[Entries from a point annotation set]
● ● ● ● ● ● ●

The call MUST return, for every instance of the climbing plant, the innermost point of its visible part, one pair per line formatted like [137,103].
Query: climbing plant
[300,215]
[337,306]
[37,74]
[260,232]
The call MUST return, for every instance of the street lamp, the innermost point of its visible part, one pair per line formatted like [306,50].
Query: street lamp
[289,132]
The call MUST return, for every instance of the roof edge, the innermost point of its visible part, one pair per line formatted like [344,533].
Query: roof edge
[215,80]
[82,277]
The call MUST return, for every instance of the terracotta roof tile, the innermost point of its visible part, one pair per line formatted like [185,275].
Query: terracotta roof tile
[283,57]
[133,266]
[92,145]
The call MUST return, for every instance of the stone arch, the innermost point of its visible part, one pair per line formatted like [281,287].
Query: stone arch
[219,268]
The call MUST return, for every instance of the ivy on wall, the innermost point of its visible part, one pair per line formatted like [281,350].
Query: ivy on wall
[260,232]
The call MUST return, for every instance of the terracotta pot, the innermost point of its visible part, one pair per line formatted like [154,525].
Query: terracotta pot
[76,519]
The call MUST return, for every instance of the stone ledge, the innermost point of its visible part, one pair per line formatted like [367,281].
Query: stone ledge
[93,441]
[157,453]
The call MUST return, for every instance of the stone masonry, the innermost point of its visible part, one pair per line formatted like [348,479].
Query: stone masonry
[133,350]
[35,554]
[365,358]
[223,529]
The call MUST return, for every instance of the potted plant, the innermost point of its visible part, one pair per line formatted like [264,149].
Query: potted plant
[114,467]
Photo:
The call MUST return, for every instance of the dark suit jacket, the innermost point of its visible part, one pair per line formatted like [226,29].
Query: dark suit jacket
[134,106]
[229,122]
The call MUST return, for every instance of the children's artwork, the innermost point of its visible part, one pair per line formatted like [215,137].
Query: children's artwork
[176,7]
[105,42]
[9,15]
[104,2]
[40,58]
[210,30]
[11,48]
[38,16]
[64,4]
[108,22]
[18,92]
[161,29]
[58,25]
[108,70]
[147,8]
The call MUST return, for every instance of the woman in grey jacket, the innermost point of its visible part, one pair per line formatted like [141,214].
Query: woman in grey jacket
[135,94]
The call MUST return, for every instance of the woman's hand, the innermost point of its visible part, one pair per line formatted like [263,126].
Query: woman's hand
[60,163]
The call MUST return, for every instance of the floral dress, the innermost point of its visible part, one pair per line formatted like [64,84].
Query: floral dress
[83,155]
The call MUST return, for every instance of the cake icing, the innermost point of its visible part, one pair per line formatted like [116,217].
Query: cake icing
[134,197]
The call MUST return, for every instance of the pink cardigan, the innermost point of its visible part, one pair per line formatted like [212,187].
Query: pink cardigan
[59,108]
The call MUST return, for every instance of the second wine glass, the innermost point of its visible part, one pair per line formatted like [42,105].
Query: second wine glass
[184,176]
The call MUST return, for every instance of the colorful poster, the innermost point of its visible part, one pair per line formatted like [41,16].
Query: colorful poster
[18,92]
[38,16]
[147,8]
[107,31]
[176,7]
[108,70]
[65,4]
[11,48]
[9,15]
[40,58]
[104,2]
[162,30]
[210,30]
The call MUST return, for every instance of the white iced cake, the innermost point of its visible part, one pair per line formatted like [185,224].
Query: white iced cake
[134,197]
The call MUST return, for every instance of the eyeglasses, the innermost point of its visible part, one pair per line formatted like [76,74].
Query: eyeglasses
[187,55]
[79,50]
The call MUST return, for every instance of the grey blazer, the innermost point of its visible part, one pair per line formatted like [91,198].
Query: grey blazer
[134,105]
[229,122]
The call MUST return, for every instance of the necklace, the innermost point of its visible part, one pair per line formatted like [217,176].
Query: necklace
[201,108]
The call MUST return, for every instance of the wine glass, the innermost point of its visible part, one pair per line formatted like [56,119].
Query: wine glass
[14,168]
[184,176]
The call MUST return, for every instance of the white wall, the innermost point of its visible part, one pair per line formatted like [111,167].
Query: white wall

● ● ● ● ● ● ●

Reproduce all of the material above word for word, keeping every line unchanged and in its original order.

The call MUST return, for every instance of the climbing plant, the innermost point of its visible part, one pair per line formatted like [137,103].
Query: climbing plant
[300,215]
[337,306]
[37,74]
[260,232]
The call MUST return, for every instance of the street lamp, the innermost point of its visible part, one pair per line formatted like [306,50].
Query: street lamp
[289,132]
The call MUST return, for every instance of the roof edge, the innermost point of its visible part, one pair per line formatted like [344,533].
Query: roof edge
[215,80]
[82,277]
The call MUST return, for every instance of the terracotta roof tile, the innermost point of its visible part, one pair per line formatted like [185,275].
Query: terracotta roof tile
[283,57]
[133,266]
[92,145]
The call MUST return, for every instance of the stone arch, the innermost point of its visible part, one pair per line formatted like [281,287].
Query: stone arch
[219,268]
The call MUST return, for every instance of the ivy on wall, the innermost point of its visible part, one pair per line formatted like [281,350].
Query: ivy on wall
[260,232]
The call MUST return, for every instance of the terracotta pot, the innermost point of its visible part, one pair per line formatted like [154,525].
Query: terracotta pot
[76,519]
The call MUST return, for every instance of the stone ledge, the innermost point of its visible part, one pair per line formatted like [367,281].
Query: stone ledge
[93,441]
[157,453]
The call MUST return, for every instance of the stone masonry, the innermost point of its visible part, one pair per line formatted like [348,479].
Query: stone masonry
[133,350]
[35,554]
[365,358]
[223,529]
The call MUST return, for every instance of the potted plant, the innermost point of its visible part, one pair per line formatted like [264,149].
Query: potted plant
[114,467]
Photo:
The call MUST return, for every instance of the dark suit jacket, the innermost point of its visible part, one pair per line formatted like [226,29].
Query: dark suit jacket
[134,106]
[229,122]
The call MUST return, for every instance of the children's artwork, the innermost point of its visible part, one pair per line formatted like [215,137].
Query: children's artwork
[176,7]
[105,42]
[9,15]
[104,2]
[40,58]
[210,30]
[11,48]
[38,16]
[64,4]
[108,22]
[18,92]
[161,29]
[58,25]
[108,70]
[147,8]
The call MUST return, for every instance of the woman in grey jacket, the innermost point of its visible part, one pair per line formatted like [141,214].
Query: woman in grey jacket
[135,94]
The call MUST return, for every instance of the woman's hand, the innermost point of its visible part, one pair per line formatted like [263,126].
Query: woman's hand
[60,163]
The call MUST return, for every instance of the floral dress, the innermost point of its visible part, one pair per line formatted like [64,84].
Query: floral dress
[83,155]
The call MUST return, for every instance of the cake icing, the innermost point of its visible part, one pair per line formatted like [116,217].
Query: cake icing
[134,197]
The call MUST return, for every instance of the pink cardigan, the innermost point of its visible part, one pair per line formatted like [212,187].
Query: pink cardigan
[59,108]
The call MUST return, for every instance of the second wine glass, the innermost point of its visible part, one pair per line formatted like [42,105].
Query: second wine glass
[184,176]
The call MUST return, for every instance of the colorful poster, the innermost point of its visible part, one pair per line formatted like [41,16].
Query: colorful poster
[18,92]
[38,16]
[147,8]
[107,31]
[176,7]
[108,70]
[65,4]
[11,48]
[9,15]
[40,58]
[104,2]
[162,30]
[210,30]
The call MUST return, for every instance of the white iced cake, the innermost point of its visible part, one pair per line formatted like [185,224].
Query: white iced cake
[134,197]
The call MUST return, for every instance of the eyeglasses, the innermost point of its visible part, one pair per line formatted like [76,74].
Query: eyeglasses
[187,55]
[79,50]
The call MUST return, for every instance of the grey blazer, the innermost point of its visible part, one pair per line formatted like [91,198].
Query: grey blazer
[134,105]
[229,122]
The call MUST return, for every instance of the necklace, the innermost point of its visible part, one pair per line formatted like [217,176].
Query: necklace
[201,108]
The call MUST return, for every instance of the wine glass, the innermost point of its visible part, one pair per line formatted like [56,119].
Query: wine glass
[14,168]
[184,176]
The call MUST return, for every instance of the white wall, the innermost point of its visible part, one pair per line formatted like [111,167].
Query: white wall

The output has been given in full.